>> Start Records for this exercise

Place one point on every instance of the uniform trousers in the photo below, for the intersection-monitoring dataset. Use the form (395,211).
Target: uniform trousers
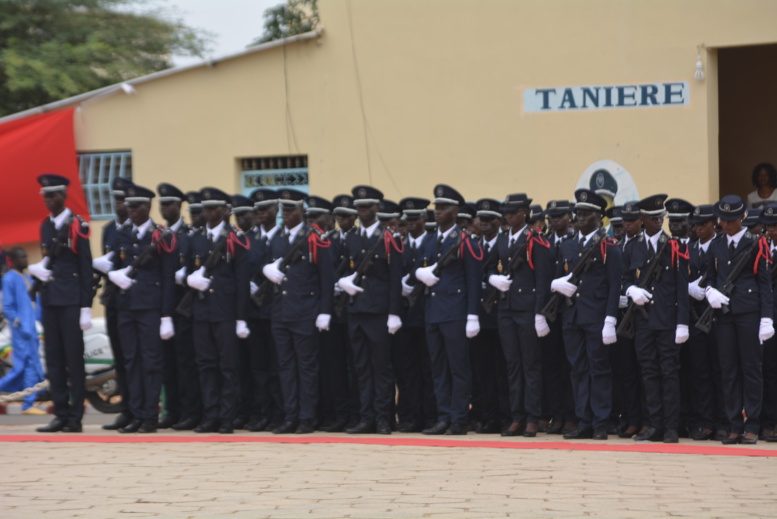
(659,361)
(142,347)
(189,392)
(523,355)
(451,370)
(296,343)
(741,357)
(371,347)
(64,349)
(119,364)
(216,349)
(590,373)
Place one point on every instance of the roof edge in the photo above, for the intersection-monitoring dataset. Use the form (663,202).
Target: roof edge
(63,103)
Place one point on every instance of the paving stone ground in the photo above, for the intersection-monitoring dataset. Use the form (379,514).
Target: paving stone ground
(255,480)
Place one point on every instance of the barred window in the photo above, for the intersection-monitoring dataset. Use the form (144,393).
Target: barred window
(274,173)
(97,171)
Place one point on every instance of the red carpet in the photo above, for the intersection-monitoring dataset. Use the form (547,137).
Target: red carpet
(707,448)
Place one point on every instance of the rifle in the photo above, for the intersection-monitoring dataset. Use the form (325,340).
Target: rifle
(447,259)
(626,326)
(343,298)
(494,294)
(550,311)
(292,255)
(705,321)
(59,241)
(184,308)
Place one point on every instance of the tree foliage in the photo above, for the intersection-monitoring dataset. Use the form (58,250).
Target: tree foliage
(53,49)
(284,20)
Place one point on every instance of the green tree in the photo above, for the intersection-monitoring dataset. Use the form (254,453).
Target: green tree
(53,49)
(284,20)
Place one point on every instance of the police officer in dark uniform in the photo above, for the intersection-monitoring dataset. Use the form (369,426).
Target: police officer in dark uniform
(301,304)
(589,324)
(488,362)
(104,264)
(451,310)
(66,300)
(748,323)
(265,364)
(704,376)
(373,309)
(658,335)
(219,311)
(144,271)
(558,406)
(526,291)
(421,407)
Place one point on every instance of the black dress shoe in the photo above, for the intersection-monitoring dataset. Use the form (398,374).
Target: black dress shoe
(56,425)
(438,428)
(257,425)
(457,429)
(305,427)
(363,427)
(580,433)
(285,428)
(671,436)
(167,422)
(132,427)
(651,434)
(72,427)
(207,426)
(122,420)
(187,424)
(515,429)
(149,426)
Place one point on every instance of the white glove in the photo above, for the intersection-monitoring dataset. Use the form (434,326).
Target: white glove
(180,276)
(322,322)
(541,325)
(640,296)
(272,272)
(394,324)
(85,321)
(681,334)
(241,329)
(346,283)
(501,283)
(473,326)
(716,298)
(120,278)
(765,330)
(103,263)
(563,286)
(608,332)
(425,275)
(695,291)
(166,330)
(39,269)
(197,280)
(406,289)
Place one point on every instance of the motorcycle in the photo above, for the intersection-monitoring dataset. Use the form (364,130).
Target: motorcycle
(102,389)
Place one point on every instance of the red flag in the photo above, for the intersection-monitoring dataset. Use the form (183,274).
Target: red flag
(31,146)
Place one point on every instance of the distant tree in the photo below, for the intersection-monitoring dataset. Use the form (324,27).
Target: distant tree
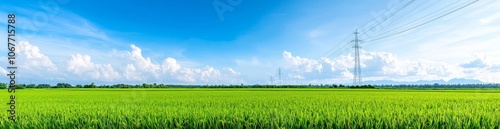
(31,86)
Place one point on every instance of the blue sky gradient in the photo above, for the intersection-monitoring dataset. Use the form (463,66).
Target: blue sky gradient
(186,42)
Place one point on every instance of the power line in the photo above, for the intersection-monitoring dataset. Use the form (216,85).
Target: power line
(422,23)
(357,80)
(365,33)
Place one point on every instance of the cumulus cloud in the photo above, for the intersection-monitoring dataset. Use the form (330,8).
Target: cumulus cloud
(478,62)
(30,58)
(300,64)
(136,68)
(83,66)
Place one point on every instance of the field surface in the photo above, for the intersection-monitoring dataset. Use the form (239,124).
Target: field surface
(253,108)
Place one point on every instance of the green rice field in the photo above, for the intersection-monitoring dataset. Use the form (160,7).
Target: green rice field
(253,108)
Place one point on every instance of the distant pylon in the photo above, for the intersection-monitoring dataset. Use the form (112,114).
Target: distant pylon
(279,74)
(357,80)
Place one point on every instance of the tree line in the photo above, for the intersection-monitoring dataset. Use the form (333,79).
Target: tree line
(155,85)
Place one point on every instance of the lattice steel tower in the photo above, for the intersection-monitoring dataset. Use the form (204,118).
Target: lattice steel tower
(357,63)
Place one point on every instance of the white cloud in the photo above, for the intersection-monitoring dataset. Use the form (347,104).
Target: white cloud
(32,59)
(83,66)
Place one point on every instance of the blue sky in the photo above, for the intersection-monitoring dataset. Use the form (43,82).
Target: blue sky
(189,42)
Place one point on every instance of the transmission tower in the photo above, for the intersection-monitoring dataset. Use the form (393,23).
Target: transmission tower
(357,63)
(272,80)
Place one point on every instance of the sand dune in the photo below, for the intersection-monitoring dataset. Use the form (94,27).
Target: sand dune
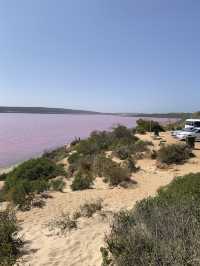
(81,247)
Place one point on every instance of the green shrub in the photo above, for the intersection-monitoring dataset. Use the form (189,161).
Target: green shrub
(3,177)
(57,184)
(142,146)
(163,230)
(81,181)
(174,153)
(141,130)
(56,155)
(148,126)
(10,243)
(100,163)
(75,141)
(130,164)
(74,158)
(29,178)
(62,224)
(89,208)
(123,152)
(115,174)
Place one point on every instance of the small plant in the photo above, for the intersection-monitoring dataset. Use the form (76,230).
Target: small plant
(57,184)
(122,152)
(3,177)
(130,164)
(174,154)
(74,158)
(62,224)
(81,181)
(89,208)
(56,155)
(116,175)
(10,243)
(28,179)
(148,126)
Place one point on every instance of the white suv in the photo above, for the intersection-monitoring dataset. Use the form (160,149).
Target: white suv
(184,134)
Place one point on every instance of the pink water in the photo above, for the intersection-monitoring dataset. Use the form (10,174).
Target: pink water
(23,136)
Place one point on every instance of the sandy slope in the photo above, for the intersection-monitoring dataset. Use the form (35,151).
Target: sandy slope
(81,247)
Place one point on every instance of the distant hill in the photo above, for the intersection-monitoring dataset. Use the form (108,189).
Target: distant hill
(42,110)
(157,115)
(46,110)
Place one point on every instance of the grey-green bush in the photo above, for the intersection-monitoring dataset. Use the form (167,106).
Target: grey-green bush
(81,181)
(174,154)
(10,243)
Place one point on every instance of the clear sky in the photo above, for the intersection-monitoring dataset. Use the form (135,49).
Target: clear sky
(103,55)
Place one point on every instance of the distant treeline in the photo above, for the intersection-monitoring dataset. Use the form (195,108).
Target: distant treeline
(46,110)
(42,110)
(159,115)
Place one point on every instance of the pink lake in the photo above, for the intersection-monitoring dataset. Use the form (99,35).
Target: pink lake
(23,136)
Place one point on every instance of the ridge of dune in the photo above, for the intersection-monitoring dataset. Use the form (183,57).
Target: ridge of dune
(81,247)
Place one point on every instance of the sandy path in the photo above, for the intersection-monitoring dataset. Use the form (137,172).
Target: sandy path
(81,247)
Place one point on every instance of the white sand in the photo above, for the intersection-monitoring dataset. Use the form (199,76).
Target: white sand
(81,247)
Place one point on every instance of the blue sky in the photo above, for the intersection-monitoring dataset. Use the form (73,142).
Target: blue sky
(103,55)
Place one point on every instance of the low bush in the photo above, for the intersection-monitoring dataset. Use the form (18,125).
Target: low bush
(116,174)
(89,208)
(29,178)
(148,126)
(81,181)
(56,155)
(3,177)
(123,152)
(74,158)
(130,164)
(57,184)
(10,243)
(163,230)
(62,224)
(174,154)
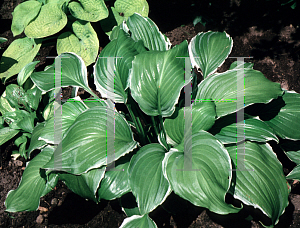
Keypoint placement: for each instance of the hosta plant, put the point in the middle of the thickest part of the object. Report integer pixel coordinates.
(22, 107)
(66, 23)
(201, 142)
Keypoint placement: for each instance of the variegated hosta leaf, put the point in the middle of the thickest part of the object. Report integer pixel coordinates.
(86, 143)
(143, 28)
(116, 181)
(71, 69)
(83, 42)
(50, 20)
(209, 50)
(88, 10)
(156, 86)
(113, 66)
(86, 184)
(69, 112)
(18, 54)
(138, 221)
(199, 170)
(225, 90)
(129, 7)
(260, 181)
(252, 129)
(22, 17)
(148, 184)
(202, 118)
(286, 123)
(33, 185)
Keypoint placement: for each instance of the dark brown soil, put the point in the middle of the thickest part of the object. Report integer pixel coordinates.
(260, 29)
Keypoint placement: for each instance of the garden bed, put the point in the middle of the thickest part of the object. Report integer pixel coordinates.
(273, 49)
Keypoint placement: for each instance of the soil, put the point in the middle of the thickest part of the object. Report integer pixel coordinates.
(263, 30)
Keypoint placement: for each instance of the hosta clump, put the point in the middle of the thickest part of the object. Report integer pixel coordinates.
(65, 22)
(159, 146)
(22, 106)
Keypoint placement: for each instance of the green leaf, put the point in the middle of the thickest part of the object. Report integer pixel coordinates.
(73, 73)
(129, 7)
(70, 111)
(16, 96)
(20, 119)
(147, 181)
(5, 105)
(33, 97)
(2, 40)
(6, 134)
(48, 111)
(240, 65)
(23, 14)
(85, 150)
(253, 130)
(35, 143)
(86, 184)
(111, 74)
(138, 221)
(83, 42)
(295, 157)
(115, 182)
(143, 28)
(265, 187)
(27, 123)
(32, 186)
(88, 10)
(26, 72)
(202, 118)
(209, 50)
(156, 86)
(286, 123)
(222, 89)
(18, 54)
(202, 173)
(50, 20)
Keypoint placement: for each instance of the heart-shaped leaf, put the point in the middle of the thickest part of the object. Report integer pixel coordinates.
(32, 186)
(70, 111)
(138, 221)
(202, 173)
(148, 184)
(26, 72)
(253, 130)
(202, 118)
(126, 8)
(156, 86)
(209, 50)
(18, 54)
(286, 123)
(22, 17)
(223, 89)
(259, 180)
(49, 21)
(143, 28)
(88, 10)
(115, 182)
(83, 42)
(72, 72)
(7, 133)
(112, 67)
(35, 143)
(86, 150)
(86, 184)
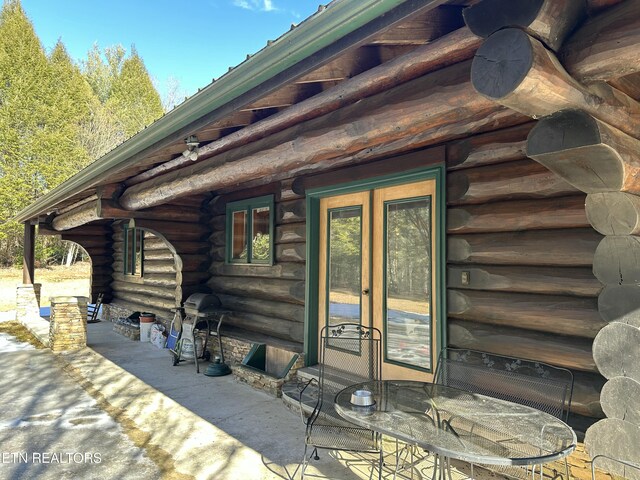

>> End Records for this exercise

▶ **Work instructions**: How many lines of the items above contain the word "barred"? Give only the number.

▶ **Exercise solution**: 2